Requirement
Read the listing below and tally the lines that contain "analyze"; the reply is that tally only.

Data for the task
○ ○ ○

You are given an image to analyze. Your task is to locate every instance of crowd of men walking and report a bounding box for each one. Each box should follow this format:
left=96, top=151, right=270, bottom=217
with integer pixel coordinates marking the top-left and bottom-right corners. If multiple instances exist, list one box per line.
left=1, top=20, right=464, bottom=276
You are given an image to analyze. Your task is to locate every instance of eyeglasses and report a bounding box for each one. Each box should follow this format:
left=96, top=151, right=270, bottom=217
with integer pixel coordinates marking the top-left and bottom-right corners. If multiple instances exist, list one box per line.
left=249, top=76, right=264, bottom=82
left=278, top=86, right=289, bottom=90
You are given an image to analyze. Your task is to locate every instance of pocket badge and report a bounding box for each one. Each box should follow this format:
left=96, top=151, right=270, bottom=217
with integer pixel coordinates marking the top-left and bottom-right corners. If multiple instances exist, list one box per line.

○ ○ ○

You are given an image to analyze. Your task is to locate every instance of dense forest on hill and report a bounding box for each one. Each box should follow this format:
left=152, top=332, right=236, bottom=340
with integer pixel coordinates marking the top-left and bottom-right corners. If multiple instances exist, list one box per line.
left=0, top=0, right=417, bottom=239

○ ○ ○

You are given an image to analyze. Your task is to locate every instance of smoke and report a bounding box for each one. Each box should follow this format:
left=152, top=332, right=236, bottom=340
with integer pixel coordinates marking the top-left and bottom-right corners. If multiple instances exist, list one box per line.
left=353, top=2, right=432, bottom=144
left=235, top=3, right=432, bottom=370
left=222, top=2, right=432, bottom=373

○ ○ ○

Reply
5